▶ PAGE TEXT:
•••••
There’s also a Weissen wheat beer and a double IPA joint collaboration with Swedish Brewery Lazy Kitty. The current guest beers hail from Fukuoka, Nara, Saitama, and Nagano. It should be noted that the beer lineup changes frequently; if there’s a particular one that tickles your taste buds make a note because it might not be there next time you visit!
As Mr. Taka explains craft beer is all about challenging long-held perceptions and using one’s imagination to make beer. “What I’m interested in is using vegetables and fruit, particularly what are known as Edo Yasai (vegetables traditionally grown in the Tokyo area during or before the Edo Period, 1600 to 1868),” he explains. “That’s the main reason we’re called Edo Tokyo Beer. I’ve made a brown ale with Japanese ginger (myoga) that won a silver medal at the Japan Craft Beer Festival last year and also a porter with the Naito chili pepper.” Naito chili peppers (Naito togarashi) were a popular Edo Period vegetable grown in the Shinjuku area and used as an ingredient in buckwheat noodles. Mild and high in umami, Naito Chili peppers fell from favour towards the end of the Edo Period as people began to prefer hotter peppers. The peppers were revived by an enterprising Shinjuku resident some ten years ago and are now flourishing again.
There are some 40 different Edo Yasai, including a melon (makuwa uri), Naito pumpkin, and ashitaba (a flowering leaf of the carrot family used in herbal medicine). The Fukagawa area of Koto-ku is famous for clams and Mr. Taka created a stir with his clam porter. “The succinic acid works on the calcium in the clam shells to produce a deep umami flavour, similar to an oyster stout. I’m interested in the marriage of two different flavours, fruits, spices or whatever,” he says. “My imagination was piqued by the amazing Marshmallow Porter from the Welsh brewer Tiny Rebel. Earlier this year I created Fukagawa Sparkling, a Belgian witbier containing Chardonnay juice, in collaboration with the Fukagawa Winery ( https://kotomise.jp/en_article/fukagawa-winery/).”
•••••
▶ ENTRIES SHOWN:
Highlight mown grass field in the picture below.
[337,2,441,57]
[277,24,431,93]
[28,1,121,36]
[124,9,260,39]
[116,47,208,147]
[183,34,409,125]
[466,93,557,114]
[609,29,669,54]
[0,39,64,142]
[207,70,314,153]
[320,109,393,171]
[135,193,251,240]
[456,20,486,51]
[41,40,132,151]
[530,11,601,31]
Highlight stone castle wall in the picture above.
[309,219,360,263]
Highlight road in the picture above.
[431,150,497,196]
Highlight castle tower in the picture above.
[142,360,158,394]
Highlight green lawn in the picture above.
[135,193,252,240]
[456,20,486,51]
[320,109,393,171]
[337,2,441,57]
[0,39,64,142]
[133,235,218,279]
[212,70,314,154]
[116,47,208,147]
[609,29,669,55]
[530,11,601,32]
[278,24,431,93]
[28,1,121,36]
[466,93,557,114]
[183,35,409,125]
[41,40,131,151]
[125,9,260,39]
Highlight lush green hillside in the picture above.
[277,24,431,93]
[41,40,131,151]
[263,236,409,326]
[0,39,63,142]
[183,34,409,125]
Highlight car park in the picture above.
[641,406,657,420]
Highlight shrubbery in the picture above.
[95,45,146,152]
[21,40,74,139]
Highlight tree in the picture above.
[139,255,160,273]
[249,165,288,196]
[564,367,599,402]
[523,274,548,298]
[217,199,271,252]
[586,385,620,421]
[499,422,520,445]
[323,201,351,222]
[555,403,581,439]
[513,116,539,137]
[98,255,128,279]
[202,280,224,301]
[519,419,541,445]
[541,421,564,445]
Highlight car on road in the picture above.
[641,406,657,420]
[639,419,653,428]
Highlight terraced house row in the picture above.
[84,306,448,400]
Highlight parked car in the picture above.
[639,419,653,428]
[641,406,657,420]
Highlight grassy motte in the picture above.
•••••
▶ PROBLEM TO WORK ON: Extend the piece on Mr. Taka's Edo Tokyo Beer brews, picking up right after its last sentence.

▶ RESULT FOR THIS EXERCISE:
Next month’s lineup features a dark beer with chocolate and cherry, a botanical farmhouse ale with mandarin orange peel, lemon grass, coriander and the like, together with a Juicy Pale Ale. “There are a hundred different kinds of beer and a nearly unlimited possibility to combine malt, hops, botanicals, fruit and so on. There’s no limit,” says Mr. Taka.
Sometimes you need a bite to eat with your beer and On Tap delivers. This lamb and tomato stew with mashed potato looks very appealing.
The likes of fried chicken, bacon steak with mashed potato, chili con carne and a variety of appetizers are available.
The spacious upstairs room at On Tap hosts various events. “We had a rakugo (comic storytelling) evening recently and have plans for acoustic musical events as well,” said Mr. Taka. The room features the original wooden ceiling and many of the posts and beams. On Tap has a very pleasant natural, woody ambience.
And what of the future? “As regards beer, we brew roughly one season behind, so now I’m thinking about Christmas beers, the kind of spicy beers popular in Europe that can be drunk hot. Dark, strong winter ales, as well. With next year’s Olympics in mind I might make an Olympic ale to commemorate the event but I haven’t made any plans yet. In terms of the bar, I want it to become part of the local community and have local residents drop in for a beer and a chat.”
Mr. Taka’s remarkable enthusiasm is infectious. It certainly needs to be considering the incredibly long, complicated, expensive and difficult process of starting a brewery. If you’re a beer lover in Tokyo bookmark this page and head straight for On Tap at your earliest. The beer awaits!